**Work request**
If a line in the entries below includes the string "small", copy it out.

**Extracted records**
----------

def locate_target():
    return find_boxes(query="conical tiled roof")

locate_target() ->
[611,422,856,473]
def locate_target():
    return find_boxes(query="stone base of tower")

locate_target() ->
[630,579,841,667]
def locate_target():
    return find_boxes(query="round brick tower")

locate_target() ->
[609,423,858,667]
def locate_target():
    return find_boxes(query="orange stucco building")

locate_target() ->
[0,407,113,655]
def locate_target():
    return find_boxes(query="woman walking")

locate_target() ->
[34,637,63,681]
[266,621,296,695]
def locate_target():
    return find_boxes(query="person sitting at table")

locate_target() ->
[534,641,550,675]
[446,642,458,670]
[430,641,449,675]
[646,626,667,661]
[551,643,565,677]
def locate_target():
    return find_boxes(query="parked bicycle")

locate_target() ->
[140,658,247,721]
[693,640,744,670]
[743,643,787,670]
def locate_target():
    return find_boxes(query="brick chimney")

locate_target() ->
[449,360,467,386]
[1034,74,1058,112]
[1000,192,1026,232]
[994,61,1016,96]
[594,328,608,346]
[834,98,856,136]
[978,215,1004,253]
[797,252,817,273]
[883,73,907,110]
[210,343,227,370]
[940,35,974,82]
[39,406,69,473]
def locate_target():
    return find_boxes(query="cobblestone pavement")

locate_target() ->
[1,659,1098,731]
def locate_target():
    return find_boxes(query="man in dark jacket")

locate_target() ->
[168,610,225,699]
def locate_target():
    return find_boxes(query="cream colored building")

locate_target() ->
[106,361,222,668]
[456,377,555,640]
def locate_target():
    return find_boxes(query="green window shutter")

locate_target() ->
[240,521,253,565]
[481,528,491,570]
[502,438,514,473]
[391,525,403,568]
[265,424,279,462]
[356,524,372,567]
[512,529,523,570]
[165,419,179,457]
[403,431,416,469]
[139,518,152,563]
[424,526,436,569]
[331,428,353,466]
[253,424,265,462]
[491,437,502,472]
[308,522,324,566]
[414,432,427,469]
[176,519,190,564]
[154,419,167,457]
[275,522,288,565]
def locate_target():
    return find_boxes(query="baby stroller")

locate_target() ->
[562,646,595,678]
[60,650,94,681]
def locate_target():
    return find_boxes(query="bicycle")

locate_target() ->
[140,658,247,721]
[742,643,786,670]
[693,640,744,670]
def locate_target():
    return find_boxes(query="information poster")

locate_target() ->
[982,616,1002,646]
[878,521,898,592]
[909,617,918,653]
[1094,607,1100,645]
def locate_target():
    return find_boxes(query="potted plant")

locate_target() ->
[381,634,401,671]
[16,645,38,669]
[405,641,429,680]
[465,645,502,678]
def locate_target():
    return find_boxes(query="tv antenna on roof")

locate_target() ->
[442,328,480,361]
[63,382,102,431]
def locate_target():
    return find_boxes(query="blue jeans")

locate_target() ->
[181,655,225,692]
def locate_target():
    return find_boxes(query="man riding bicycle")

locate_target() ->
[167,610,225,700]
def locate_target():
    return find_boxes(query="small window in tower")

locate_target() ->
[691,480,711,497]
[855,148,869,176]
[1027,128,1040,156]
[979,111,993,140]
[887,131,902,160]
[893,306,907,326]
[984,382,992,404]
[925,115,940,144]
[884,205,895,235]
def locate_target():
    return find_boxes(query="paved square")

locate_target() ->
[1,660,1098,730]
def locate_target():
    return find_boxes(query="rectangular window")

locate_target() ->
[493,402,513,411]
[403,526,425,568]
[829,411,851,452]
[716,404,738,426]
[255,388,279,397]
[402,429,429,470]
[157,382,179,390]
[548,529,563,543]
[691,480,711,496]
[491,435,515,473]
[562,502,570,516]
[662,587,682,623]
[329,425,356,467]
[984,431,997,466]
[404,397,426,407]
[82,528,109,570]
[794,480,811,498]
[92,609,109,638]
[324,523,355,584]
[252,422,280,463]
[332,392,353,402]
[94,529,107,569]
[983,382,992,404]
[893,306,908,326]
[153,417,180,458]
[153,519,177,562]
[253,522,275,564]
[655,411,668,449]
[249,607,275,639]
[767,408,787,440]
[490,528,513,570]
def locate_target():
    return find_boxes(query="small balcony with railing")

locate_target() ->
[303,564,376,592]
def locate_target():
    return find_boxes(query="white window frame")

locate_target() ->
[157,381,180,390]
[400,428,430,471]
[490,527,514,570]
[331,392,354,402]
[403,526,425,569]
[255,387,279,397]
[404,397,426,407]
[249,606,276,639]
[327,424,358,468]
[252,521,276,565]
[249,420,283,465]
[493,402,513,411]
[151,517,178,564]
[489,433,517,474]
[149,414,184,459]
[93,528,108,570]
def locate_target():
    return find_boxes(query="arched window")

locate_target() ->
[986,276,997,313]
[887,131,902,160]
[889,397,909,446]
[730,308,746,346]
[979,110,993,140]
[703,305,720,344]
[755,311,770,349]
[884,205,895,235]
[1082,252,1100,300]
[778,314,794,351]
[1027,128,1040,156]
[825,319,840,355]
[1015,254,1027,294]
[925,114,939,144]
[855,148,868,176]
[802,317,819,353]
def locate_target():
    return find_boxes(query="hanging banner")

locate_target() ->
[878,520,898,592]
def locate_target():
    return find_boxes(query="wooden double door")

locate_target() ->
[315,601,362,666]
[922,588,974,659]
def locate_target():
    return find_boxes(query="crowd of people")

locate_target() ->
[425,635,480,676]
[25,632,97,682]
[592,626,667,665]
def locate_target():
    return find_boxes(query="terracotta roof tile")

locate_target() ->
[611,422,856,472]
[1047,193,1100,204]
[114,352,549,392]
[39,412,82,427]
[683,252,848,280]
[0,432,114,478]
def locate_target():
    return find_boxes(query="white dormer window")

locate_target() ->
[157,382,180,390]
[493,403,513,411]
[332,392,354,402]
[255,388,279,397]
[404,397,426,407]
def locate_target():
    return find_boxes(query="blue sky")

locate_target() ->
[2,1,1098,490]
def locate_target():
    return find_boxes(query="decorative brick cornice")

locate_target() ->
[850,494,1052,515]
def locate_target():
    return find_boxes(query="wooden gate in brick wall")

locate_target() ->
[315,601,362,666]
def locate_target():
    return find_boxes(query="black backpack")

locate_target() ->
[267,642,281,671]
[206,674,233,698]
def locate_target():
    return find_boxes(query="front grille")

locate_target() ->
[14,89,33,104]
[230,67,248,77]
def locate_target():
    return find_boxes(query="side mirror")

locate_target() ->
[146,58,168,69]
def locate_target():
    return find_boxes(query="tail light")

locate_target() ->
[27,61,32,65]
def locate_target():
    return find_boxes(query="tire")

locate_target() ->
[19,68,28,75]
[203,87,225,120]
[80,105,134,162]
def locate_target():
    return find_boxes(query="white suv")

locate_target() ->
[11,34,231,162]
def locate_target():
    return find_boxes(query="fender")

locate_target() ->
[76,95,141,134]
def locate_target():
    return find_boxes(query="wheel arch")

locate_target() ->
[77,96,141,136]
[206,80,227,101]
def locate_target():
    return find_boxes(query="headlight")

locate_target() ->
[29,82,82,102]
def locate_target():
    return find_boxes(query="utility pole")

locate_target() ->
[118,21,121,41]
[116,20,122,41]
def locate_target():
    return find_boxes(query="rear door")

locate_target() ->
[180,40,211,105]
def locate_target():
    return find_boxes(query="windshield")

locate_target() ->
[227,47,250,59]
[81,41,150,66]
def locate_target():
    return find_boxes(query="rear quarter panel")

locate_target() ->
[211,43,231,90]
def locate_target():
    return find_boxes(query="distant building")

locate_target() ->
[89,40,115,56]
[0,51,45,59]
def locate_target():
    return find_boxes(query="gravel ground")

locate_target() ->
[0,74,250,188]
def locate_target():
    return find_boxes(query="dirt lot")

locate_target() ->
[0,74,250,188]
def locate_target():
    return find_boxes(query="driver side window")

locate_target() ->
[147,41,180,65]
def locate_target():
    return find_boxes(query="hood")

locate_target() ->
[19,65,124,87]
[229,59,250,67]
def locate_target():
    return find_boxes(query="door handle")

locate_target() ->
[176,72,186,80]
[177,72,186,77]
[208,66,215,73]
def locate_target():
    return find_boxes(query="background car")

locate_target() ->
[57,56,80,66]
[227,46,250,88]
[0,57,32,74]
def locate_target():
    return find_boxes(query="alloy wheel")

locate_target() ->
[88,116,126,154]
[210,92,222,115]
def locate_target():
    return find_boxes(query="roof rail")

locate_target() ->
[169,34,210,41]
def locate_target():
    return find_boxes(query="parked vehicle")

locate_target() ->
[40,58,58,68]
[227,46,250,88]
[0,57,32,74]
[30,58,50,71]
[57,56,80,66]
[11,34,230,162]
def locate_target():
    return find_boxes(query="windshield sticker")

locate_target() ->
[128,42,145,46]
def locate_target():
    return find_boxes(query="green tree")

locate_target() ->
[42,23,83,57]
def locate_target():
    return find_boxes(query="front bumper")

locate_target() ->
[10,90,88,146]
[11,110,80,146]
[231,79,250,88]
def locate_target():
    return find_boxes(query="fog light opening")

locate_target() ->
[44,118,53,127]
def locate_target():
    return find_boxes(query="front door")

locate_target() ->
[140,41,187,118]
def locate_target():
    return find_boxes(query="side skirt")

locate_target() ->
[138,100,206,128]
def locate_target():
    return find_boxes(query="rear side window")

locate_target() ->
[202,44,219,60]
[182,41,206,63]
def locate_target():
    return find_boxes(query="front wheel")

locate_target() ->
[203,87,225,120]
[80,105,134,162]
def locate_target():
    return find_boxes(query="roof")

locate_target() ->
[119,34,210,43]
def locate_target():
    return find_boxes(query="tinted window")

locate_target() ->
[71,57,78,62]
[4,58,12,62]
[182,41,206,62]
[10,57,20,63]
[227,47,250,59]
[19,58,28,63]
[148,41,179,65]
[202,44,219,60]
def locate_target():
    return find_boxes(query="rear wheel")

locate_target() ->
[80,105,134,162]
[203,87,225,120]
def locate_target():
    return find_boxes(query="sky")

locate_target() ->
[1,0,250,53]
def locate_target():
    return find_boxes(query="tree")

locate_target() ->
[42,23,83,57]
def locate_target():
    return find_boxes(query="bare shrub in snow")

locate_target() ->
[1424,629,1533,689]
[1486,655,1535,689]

----------

**Answer section**
    return find_boxes(query="small window in tower")
    return find_boxes(query="small balcony with railing")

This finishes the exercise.